Problem details: In the forum posts on getting both hands to play independently at the keyboard, reproduce word for word the passage from "Getting my left" to "work at it.".

++++ Page text

I've learned hands seperate, but I'm curious as to how you all proceed from there. In the past I've used the score to synchronize notes against the pulse i.e. playing each note as its vertically lined up on the score.
Is this the best method or should I learn how to follow the pulse independently with each hand.

Malcolm
04-08-2009, 12:16 PM
As I'm self taught I do not know which would be best for you. Can only state how I do it. Understand I play from lead sheet music - which does not have a bass cliff - so that in itself is eliminating one of the problems. Should mention I've been with the keyboard just over a year.

Getting my left hand and right working independent is still a problem when playing melody notes with the right hand and chords with the left. To help I hi-light the melody note I'm to start the chord on - seems to help. Having better success playing chord accompaniment patterns - using both hands - and relying upon my voice for the melody notes, i.e. I'm "strumming" my keyboard. If I'm using one of my ole stand-by patterns it's not a big problem, however if I'm using a new pattern I have to work at it.

It is getting better so I guess it's like everything else - practice does work.

++++++++
++++ Listed entries

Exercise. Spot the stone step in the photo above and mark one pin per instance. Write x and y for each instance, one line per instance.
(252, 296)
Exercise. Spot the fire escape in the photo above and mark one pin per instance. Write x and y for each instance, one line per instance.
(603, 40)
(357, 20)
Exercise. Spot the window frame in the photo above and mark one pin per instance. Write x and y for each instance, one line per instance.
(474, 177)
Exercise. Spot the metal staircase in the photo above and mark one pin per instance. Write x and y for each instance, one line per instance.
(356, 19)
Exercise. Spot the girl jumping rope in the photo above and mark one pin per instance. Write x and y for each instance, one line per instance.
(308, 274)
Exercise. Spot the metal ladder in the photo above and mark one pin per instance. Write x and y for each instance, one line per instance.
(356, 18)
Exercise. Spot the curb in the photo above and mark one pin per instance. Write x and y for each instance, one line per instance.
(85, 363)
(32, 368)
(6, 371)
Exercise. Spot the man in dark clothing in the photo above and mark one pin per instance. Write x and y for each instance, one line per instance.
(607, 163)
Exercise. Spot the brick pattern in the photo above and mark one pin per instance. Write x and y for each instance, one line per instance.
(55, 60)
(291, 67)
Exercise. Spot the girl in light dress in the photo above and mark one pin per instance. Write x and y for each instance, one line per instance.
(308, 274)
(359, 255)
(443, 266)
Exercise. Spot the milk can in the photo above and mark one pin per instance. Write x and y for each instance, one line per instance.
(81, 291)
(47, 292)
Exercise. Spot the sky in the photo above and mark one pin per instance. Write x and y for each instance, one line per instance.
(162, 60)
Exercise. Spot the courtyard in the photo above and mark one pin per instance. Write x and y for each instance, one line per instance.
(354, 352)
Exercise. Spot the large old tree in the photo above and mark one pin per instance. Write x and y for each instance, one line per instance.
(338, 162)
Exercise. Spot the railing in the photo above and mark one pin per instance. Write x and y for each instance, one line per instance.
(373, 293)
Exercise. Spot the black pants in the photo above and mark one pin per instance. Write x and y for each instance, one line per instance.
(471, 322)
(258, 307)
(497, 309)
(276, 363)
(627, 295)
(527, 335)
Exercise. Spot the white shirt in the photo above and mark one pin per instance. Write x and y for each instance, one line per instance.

++++++++

Solution to the exercise:
Getting my left hand and right working independent is still a problem when playing melody notes with the right hand and chords with the left. To help I hi-light the melody note I'm to start the chord on - seems to help. Having better success playing chord accompaniment patterns - using both hands - and relying upon my voice for the melody notes, i.e. I'm "strumming" my keyboard. If I'm using one of my ole stand-by patterns it's not a big problem, however if I'm using a new pattern I have to work at it.